● Tasks to complete
1. From the text about the Olinto pavilions below, list each factor that the writer says pavilion prices depend on.
2. Pick up the text about the Olinto pavilions below and write what comes next after its final sentence.

● Given text
◆ ◆ ◆
All nine guest pavillions at Olinto are massive stone & pushed-earth villas. If I’m not mistaken, they are all '1BR', and all have either a full pool or plunge/soaking pool.

The pavilions are situated along either side of a bucolic road-width walkway. While one might at first worry that with such a vast acreage to work with, grouping all of the villas in one single (comparitively) small area might curtail complete and utter privacy.  It definitely does not.  
These lodgings are exceedingly private, with mature foliage and 5-6 ft pushed-earth walls surrounding you on three sides.  (The fourth side being your pool and/or garden with mountain/valley views.)

We were able to look at several of the other pavilions.  All indoor layouts feel similar, and they look to be of similar size.  
I’m also relatively certain they all have roof decks on their second floors.  

They do differ a bit in price, with ours, 'Eucalyptus' being the priciest of the nine.  Prices seems to depend on several factors: the size of the outdoor acreage, the size of roof decks, full pool vs. plunge/soaking pool, and how commanding the views.

While they are technically all ‘one bedroom’ guest lodgings, and all the indoor living space is on the first floor, to describe them simply as typical ‘luxury 1BR suites’ would be a near-meaningless characterization.

They are large - I’m guessing ours was at least 800 sq feet of indoor space - and very intelligently laid out.  Loft-like living/dining room with fireplace, large bedroom with several sitting areas, big beautiful double-vanity bathroom, as well as a large closet area and a second 1/2-bath off of it.

And beyond layout or size, the villas…are…...…beautiful.

Every inch of the structure is hand-crafted and completely Moroccan in feel -  from the oversized wood-carved doors, to the bespoke zelige floors of fully-reclaimed tiles, to the hammered/tanned-leather bed headboards.  The build quality and  finishes are on a level with Royal Mansour, if a bit less inricate, though everything somehow feels less dark and more open than the riads at that wonderful hotel.  And therein lies the twist :
The pavilions, along with much of the other common areas, are individually furnished with Ruspoli’s renowned collection of 20th century European furniture and art.  Many of the furniture pieces, light fixtures, art etc are quite literally 1-of-1 propositions.  Light woods here, gleaming crystal and chromes there, pops of fun color with lovely felts, naugahides, leathers and embroidery.
◆ ◆ ◆
● Given information
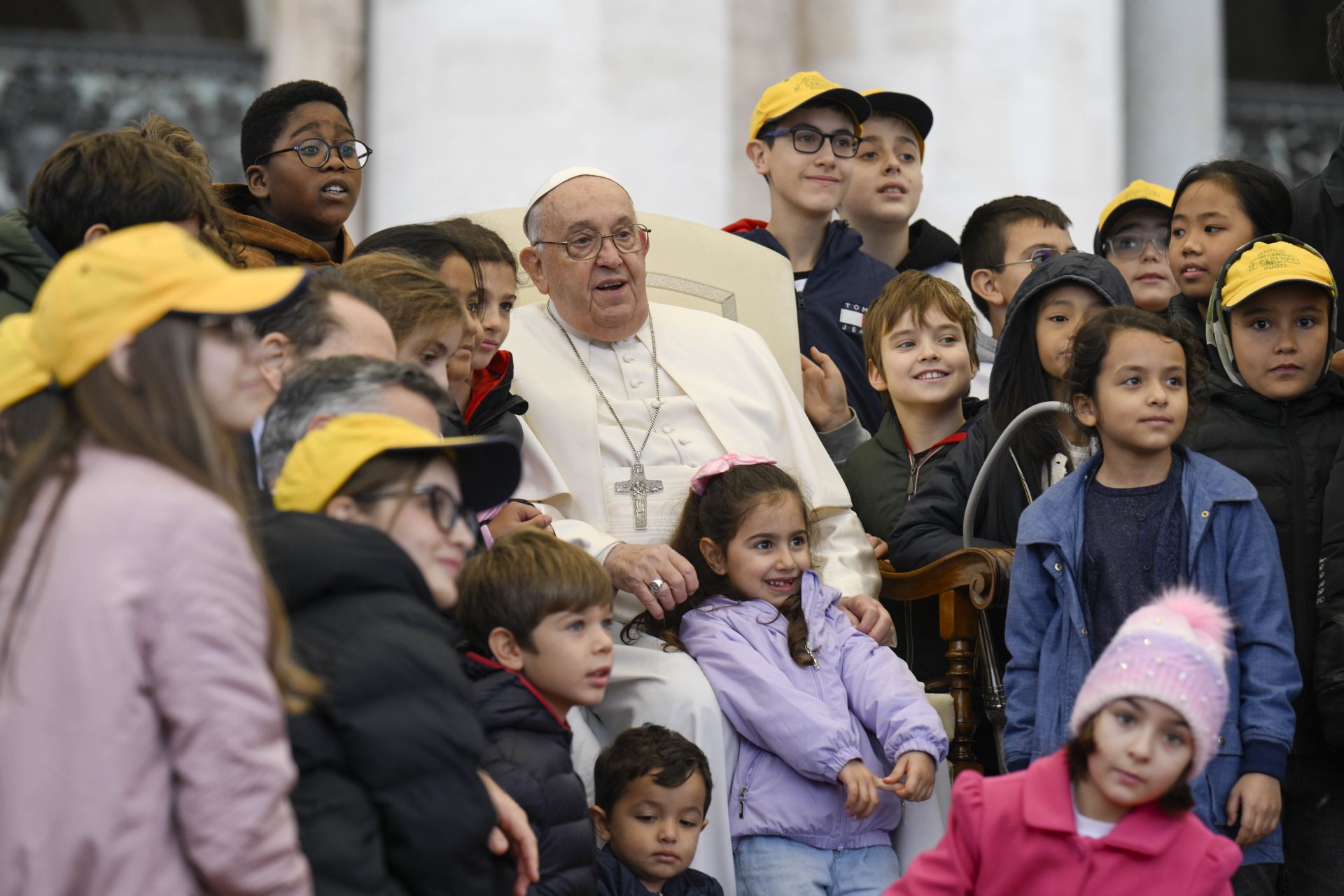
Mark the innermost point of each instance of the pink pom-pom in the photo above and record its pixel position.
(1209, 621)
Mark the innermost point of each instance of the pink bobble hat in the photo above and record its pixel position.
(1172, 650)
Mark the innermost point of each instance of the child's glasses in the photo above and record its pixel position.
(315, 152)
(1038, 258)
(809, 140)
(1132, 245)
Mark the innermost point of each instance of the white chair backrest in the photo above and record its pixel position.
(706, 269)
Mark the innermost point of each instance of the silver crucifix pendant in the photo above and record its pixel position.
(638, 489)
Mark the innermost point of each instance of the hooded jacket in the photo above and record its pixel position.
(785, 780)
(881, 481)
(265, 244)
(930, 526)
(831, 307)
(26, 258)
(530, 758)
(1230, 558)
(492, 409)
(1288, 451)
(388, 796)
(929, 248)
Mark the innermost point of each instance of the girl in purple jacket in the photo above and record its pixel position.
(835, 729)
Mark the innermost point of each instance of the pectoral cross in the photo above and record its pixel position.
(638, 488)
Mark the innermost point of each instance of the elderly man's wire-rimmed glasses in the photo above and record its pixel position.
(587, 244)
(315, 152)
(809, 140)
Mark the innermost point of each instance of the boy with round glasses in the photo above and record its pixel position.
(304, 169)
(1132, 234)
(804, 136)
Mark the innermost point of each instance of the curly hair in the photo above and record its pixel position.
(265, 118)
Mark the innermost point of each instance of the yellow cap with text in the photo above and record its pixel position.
◆ ◆ ◆
● Task-by-task results
1.
- the size of the outdoor acreage
- the size of roof decks
- full pool vs. plunge/soaking pool
- how commanding the views are

2.
The overall effect is one of class, comfort and, ultimately… lush, opulent luxury.

Bedroom has an extremely comfortable king bed with large menu of pillow choices. 
Full wet bar, mini-fridge stocked w waters/juices/liquor/etc, nespresso machine, tea set with hotplate, mugs/glassware/cutlery, all you’d need.

Bathroom may not knock out some travelers needing useless hi tech wizardry, but it is fantastic and spacious.  Finished in gorgeous dark-green marble, tile and wood.  Gigantic soaking tub, rainforest shower, great weauty/wellness products by a local Marrakech outfit (name escapes), and several fantastic extra touches like a large heated wall-rack for swimsuits/towels.

Fresh flowers were resplendent.  Welcome treats, fruits were delectable, and other treats were discreetly left at the pavillion daily.

In front of the pavilion is a large private deck with two separate eating/sitting areas (one covered with retractable ’tent’/drapes, cabana-style, the other with large umbrella), and two sun-loungers. 
Teak-rimmed, heated infinity pool - hand-tiled in gleaming amethyst-colored patterns - with jaw dropping views of Mt Toubkal and the snow-covered Atlas high peaks.

Out back of our pavilion was an outdoor shower and yet another sitting area under a fruit-bearing lemon tree.  Up a set of spiral stairs from there (mobility-restricted guests, take note) is a very large roof deck - maybe another 700 sq ft - with a covered daybed, plantings/landscaping galore and still more sitting areas and sun-loungers, both shaded and open-air.

When considering how large the entire pavilion complex was, 'square footage' becomes less useful than 'acreage' as a descriptor.  I'd reckon the area was 1/4 to 1/3 of an acre.

Each pavilion/pool/garden complex is gated with entry via card key and, again, surrounded by earthen walls at the perfect, just-above-eye-level height.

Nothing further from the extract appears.